■ DIRECTIONS FOR THIS TASK: Reproduce the material below verbatim, keeping every line and its order unchanged.
[Start EXTRACTED DATA]
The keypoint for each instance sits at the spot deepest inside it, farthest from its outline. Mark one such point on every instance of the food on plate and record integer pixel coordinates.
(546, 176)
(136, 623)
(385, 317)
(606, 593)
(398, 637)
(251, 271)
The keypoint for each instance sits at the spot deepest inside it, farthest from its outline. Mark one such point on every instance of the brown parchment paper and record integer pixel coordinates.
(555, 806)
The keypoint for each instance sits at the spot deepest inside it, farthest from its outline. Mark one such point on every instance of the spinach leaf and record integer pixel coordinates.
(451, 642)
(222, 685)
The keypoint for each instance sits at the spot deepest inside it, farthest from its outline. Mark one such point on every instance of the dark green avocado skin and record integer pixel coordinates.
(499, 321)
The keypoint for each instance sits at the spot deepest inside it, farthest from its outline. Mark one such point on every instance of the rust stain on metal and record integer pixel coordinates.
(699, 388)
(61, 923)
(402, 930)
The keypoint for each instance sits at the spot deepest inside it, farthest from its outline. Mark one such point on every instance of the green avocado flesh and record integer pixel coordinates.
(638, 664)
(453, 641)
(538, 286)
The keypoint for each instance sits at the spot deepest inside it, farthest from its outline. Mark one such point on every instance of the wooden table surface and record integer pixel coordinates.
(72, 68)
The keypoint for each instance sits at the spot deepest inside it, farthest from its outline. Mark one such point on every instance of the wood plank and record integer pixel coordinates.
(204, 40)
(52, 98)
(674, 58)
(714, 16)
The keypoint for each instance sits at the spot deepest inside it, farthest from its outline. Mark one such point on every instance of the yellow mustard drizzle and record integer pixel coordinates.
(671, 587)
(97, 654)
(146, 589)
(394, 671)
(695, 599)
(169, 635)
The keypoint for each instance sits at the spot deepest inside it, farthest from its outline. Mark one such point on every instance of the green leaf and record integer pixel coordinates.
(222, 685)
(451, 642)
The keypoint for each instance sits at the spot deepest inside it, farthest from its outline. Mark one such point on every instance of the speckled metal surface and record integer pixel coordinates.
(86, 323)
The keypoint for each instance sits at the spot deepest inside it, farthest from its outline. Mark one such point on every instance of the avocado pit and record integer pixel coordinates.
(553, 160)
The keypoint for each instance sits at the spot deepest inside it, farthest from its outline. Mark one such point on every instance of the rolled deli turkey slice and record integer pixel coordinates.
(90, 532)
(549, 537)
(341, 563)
[End EXTRACTED DATA]
■ SOLUTION:
The keypoint for each instance sits at the spot deepest inside it, farthest from its outline. Mark one such point on every instance of the food on plate and record integer pixel coordinates.
(546, 176)
(136, 623)
(385, 317)
(606, 593)
(398, 637)
(251, 271)
The keypoint for each instance sits at the spot deepest inside it, farthest from its outline. Mark one such point on every instance of the brown parchment paper and record integer pixel coordinates.
(555, 806)
The keypoint for each instance sits at the spot deepest inside it, farthest from its outline. Mark one such point on every instance of the spinach leaf and record integer pixel coordinates.
(451, 642)
(222, 685)
The keypoint for each instance sits at the spot deepest inside it, farthest from its outline. Mark one such point on every instance of the dark green avocado skin and record integer pixel coordinates.
(499, 321)
The keypoint for each instance sits at the spot deepest inside it, farthest from its outline. Mark one such point on every instance of the rust stain on metal and record integer pixel coordinates.
(699, 388)
(61, 923)
(402, 930)
The keypoint for each instance sits at the spot deepest inside it, farthest from its outline. Mark one such point on every instance of the green avocado flesh and record integer pixel coordinates.
(638, 664)
(453, 641)
(538, 286)
The keypoint for each instance sits at the spot deepest inside it, farthest from its outline. Mark one such point on every instance of the wooden table surface and record integer pixel coordinates.
(72, 68)
The keypoint for each instance sits at the spot deepest inside it, farthest from its outline. Mark one such point on every instance of the wood plank and record integer pixel coordinates.
(204, 40)
(52, 98)
(674, 58)
(714, 16)
The keypoint for each instance sits at the spot deepest inside it, farthest from its outline. Mark one such point on every instance of the yellow mustard drizzle and record integer pixel coordinates.
(671, 587)
(97, 654)
(146, 589)
(394, 671)
(695, 599)
(169, 635)
The keypoint for each instance sits at the spot deepest inside it, farthest from its outline. Mark one such point on every instance of the green leaf and record integer pixel coordinates.
(222, 685)
(451, 642)
The keypoint for each instance sits at the spot deepest inside it, farthest from its outline. Mark one such point on every instance of the speckled metal surface and record integer pixel coordinates.
(86, 323)
The keypoint for each instance sits at the spot deepest inside it, farthest from its outline. Mark one such point on every instance of the avocado pit and record integer pixel coordinates.
(553, 160)
The keypoint for each instance sits at the spot deepest inside it, farthest from its outline. Mark one such point on every instance of the rolled deli turkey slice and record integer pixel coordinates.
(90, 532)
(549, 537)
(341, 563)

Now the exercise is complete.